■ SELECTION ■
######
22 Kasım 2018 Perşembe

Clustering Techniques



Various clustering techniques are used in the literature. These clustering techniques can be grouped under five groups:

Partitioning Clustering
At first all elements are considered as a single cluster, then iteratively grouped the respective elements together in smaller chambers. In other words, it is a clustering technique that divides a data set consisting of n elements into k pieces. Partition clustering is usually done with the help of a objective function. The most popular partitioning clustering techniques are k-Means (Lloyd, 1982), k-Median, k-Medoids, PAM (Rousseeuw and Kaufman, 1990), CLARA (Rousseeuw and Kaufman, 1990) ve CLARANS (Ng and Han, 2002).
######
■ TASK REQUIREMENTS ■
(A) Render this sentence from the clustering techniques text in Spanish: "In other words, it is a clustering technique that divides a data set consisting of n elements into k pieces."
(B) Carry the clustering techniques text on from its last sentence.

■ INFORMATION GIVEN ■
######
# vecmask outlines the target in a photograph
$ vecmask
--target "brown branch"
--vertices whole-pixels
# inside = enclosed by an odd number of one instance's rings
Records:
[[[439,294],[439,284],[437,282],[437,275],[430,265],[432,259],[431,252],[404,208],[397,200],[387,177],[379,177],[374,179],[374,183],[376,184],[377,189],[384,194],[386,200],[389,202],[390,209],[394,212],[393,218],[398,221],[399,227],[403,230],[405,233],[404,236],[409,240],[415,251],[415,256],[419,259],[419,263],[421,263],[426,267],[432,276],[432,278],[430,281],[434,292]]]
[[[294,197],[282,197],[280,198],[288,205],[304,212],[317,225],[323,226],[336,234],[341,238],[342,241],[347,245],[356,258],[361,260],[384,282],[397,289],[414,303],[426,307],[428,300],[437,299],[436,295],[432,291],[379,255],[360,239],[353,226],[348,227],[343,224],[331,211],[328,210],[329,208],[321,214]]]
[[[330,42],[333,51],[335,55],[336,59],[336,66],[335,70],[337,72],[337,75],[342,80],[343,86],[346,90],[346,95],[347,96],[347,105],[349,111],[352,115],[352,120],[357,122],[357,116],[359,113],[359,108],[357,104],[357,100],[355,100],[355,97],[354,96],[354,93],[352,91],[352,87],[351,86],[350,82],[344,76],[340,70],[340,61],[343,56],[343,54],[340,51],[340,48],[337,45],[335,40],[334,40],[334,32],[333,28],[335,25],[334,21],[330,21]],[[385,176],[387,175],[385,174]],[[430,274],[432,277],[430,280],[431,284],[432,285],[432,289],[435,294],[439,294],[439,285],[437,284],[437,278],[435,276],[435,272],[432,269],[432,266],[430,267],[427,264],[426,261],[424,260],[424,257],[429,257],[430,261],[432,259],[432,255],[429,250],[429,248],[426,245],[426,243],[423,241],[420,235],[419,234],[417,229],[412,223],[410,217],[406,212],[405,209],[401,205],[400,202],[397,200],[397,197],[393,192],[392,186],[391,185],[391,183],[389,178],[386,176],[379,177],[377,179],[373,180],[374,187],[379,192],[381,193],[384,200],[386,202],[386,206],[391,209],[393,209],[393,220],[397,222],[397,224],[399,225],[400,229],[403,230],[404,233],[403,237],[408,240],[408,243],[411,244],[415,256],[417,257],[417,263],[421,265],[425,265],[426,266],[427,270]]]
######
■ SOLVED TASKS ■
(A) En otras palabras, es una técnica de agrupamiento que divide un conjunto de datos compuesto por n elementos en k partes.

(B)
Hierarchical Clustering
Data objects are grouped by creating tree-like structures in hierarchical clustering. There are two different approaches to hierarchical clustering: (i) agglomerative, (ii) divisive. In the agglomerative method, a single object is initially selected and the neighbors of these objects are combined with this object according to their distance from this object. In the divisive method, all data is initially a single set, then the set is divided into ideal small partitions iteratively. The most popular hierarchical clustering techniques are BIRCH (Zhang et al., 1996), CURE (Guha et al., 1998), ROCK (Guha et al., 2000), Chameleon (Karypis et al., 1999) ve CACTUS (Ganti et al., 1999).


Density Based Clustering
Data objects are categorized according to core points, boundary points and noise points. Based on the density, the elements around the core points are located in the same clusters. The most popular density based clustering techniques are DBSCAN (Ester et al., 1996), OPTICS (Ankerst et al., 1999), DBCLASD (Xu et al., 1998), DENCLUE (Hinneburg et al., 1998) ve SUBCLU (Kailing et al., 2004).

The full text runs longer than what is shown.